**Set tasks:**
- A) List every shell command that appears in the WSL setup notes below.
- B) Carry on the WSL setup notes below, starting after their final sentence.

Next try: launch a WSL bash prompt, cd /mnt/c/Users/… and try again from the top. My Ubuntu-inside-Windows doesn’t have any version of Python installed by default, so sudo apt install python-minimal (which uses Python 2 rather than Python 3) before proceeding.
Now running npm install fails in a different and more immediate way: before it even tries to do anything, three error messages, two of which are … not found and the last of which is Syntax error: word unexpected (expecting “in”). I think what’s happening is that my pseudo-Linux shell is trying to run npm from my Windows installation of npm, and then getting confused by DOS-style line endings or something of the kind. (There is quite good evidence for this in the actual error messages.)
Next try: install nodejs and npm inside pseudo-Linux and try again. The result is the same, which doesn’t make any sense to me.
So, current suggestion: step 0 is “Be running Linux or macOS” for now. May also need “make sure you have Python 2 installed”?
I’ll continue trying to get it working later, but right now I’m at work and need to be doing other things :-).
Continuing attempts on WSL under Windows 10. I killed the bash prompt I had, and started a new one. This now seems to find the correct version of npm in preference to my Windows one, and npm install no longer fails instantly.

**Saved data entries:**
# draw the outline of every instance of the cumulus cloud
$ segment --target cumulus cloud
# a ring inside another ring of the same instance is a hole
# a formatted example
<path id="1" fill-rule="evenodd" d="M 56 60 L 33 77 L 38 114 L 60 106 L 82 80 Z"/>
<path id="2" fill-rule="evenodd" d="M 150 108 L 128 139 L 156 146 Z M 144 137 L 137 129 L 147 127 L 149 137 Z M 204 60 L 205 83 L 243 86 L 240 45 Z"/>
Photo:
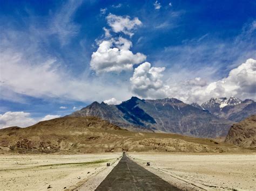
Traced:
<path id="1" fill-rule="evenodd" d="M 7 111 L 3 115 L 0 114 L 0 129 L 13 126 L 25 128 L 32 125 L 39 121 L 50 120 L 60 117 L 60 116 L 58 115 L 48 115 L 38 120 L 31 117 L 30 113 L 29 112 Z"/>
<path id="2" fill-rule="evenodd" d="M 24 96 L 28 95 L 85 102 L 104 100 L 113 96 L 113 92 L 119 98 L 123 97 L 124 93 L 126 96 L 130 95 L 125 84 L 117 88 L 118 85 L 112 83 L 106 88 L 105 79 L 75 78 L 60 67 L 55 58 L 44 60 L 36 55 L 32 56 L 37 59 L 34 62 L 28 59 L 31 58 L 26 54 L 0 47 L 0 70 L 4 71 L 0 75 L 1 98 L 23 103 L 25 102 Z M 116 92 L 117 88 L 122 90 Z"/>
<path id="3" fill-rule="evenodd" d="M 76 35 L 79 26 L 72 22 L 74 13 L 82 3 L 82 1 L 68 1 L 53 17 L 50 23 L 49 32 L 57 34 L 62 45 Z"/>
<path id="4" fill-rule="evenodd" d="M 200 77 L 169 84 L 167 94 L 187 102 L 201 103 L 211 97 L 256 98 L 256 60 L 249 59 L 232 69 L 227 77 L 207 83 Z"/>
<path id="5" fill-rule="evenodd" d="M 185 85 L 204 87 L 207 84 L 207 81 L 201 77 L 195 77 L 185 82 Z"/>
<path id="6" fill-rule="evenodd" d="M 105 15 L 106 14 L 106 12 L 107 11 L 107 8 L 102 8 L 99 10 L 99 11 L 100 12 L 100 14 L 102 15 Z"/>
<path id="7" fill-rule="evenodd" d="M 143 97 L 163 97 L 166 96 L 166 89 L 161 77 L 165 67 L 151 67 L 146 62 L 135 68 L 130 79 L 133 93 Z"/>
<path id="8" fill-rule="evenodd" d="M 74 106 L 74 107 L 73 107 L 73 110 L 77 110 L 77 108 L 76 106 Z"/>
<path id="9" fill-rule="evenodd" d="M 157 0 L 156 2 L 154 3 L 154 9 L 159 9 L 161 8 L 161 4 Z"/>
<path id="10" fill-rule="evenodd" d="M 39 121 L 48 121 L 48 120 L 55 119 L 56 118 L 59 118 L 60 117 L 60 116 L 59 115 L 48 115 L 44 116 L 44 117 L 41 119 Z"/>
<path id="11" fill-rule="evenodd" d="M 130 41 L 122 37 L 117 41 L 104 40 L 92 54 L 91 68 L 98 74 L 132 70 L 133 65 L 142 62 L 146 57 L 140 53 L 133 54 L 130 51 L 131 46 Z"/>
<path id="12" fill-rule="evenodd" d="M 107 24 L 115 33 L 123 32 L 124 34 L 132 37 L 134 33 L 132 31 L 142 23 L 137 17 L 131 19 L 129 16 L 118 16 L 110 13 L 106 17 Z"/>
<path id="13" fill-rule="evenodd" d="M 36 122 L 30 117 L 30 113 L 23 111 L 8 111 L 3 115 L 0 114 L 0 129 L 12 126 L 24 128 L 33 125 Z"/>
<path id="14" fill-rule="evenodd" d="M 117 100 L 114 97 L 112 97 L 107 100 L 105 100 L 103 102 L 109 105 L 118 105 L 122 103 L 120 101 Z"/>
<path id="15" fill-rule="evenodd" d="M 111 37 L 109 29 L 107 29 L 106 27 L 103 27 L 103 30 L 105 32 L 105 37 L 109 38 Z"/>
<path id="16" fill-rule="evenodd" d="M 67 109 L 68 108 L 66 107 L 65 107 L 65 106 L 60 106 L 59 107 L 59 109 Z"/>
<path id="17" fill-rule="evenodd" d="M 130 80 L 132 92 L 143 98 L 176 97 L 188 103 L 201 103 L 212 97 L 256 99 L 256 60 L 253 59 L 232 69 L 227 77 L 210 82 L 201 77 L 163 82 L 164 69 L 151 67 L 149 62 L 139 65 Z"/>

**Responses:**
- A)
- cd /mnt/c/Users/…
- sudo apt install python-minimal
- npm install

- B)
Unfortunately, it does still fail. After downloading a bunch of things, I get a bunch of errors associated with something called chromedriver. The first error message line says ERR! Linux-4.4.0-17134-Microsoft. Perhaps this means something has tried to figure out what sort of system it’s running on and doesn’t recognize what WSL reports? Possibly-informative later lines of the error message say ERR! code ELIFECYCLE and ERR! errno ENOENT. I can’t find anything in the node_modules directory relating to chromedriver; perhaps when something fails to install npm destroys the evidence? Scrolling back, I see that there’s an earlier sign of trouble: a line of the form > chromedriver@2.38.3 install [path to chromedriver module] (note: that path no longer exists in my filesystem) followed by a line of the form > node install.js followed by a blank line and then sh: 1: node: not found. After that comes a line beginning with “Vulcan” and then a big tree diagram of modules, then some dependency-related warnings, and then the errors I mentioned above.
[EDITED to add:] It turns out that on Ubuntu (which is the particular flavour of WSL I’m using) the nodejs package doesn’t provide a node executable because there’s another Ubuntu package that wants to call its executable node. So you need to install nodejs-legacy which I think just makes there be a symlink. And with that, npm install completes.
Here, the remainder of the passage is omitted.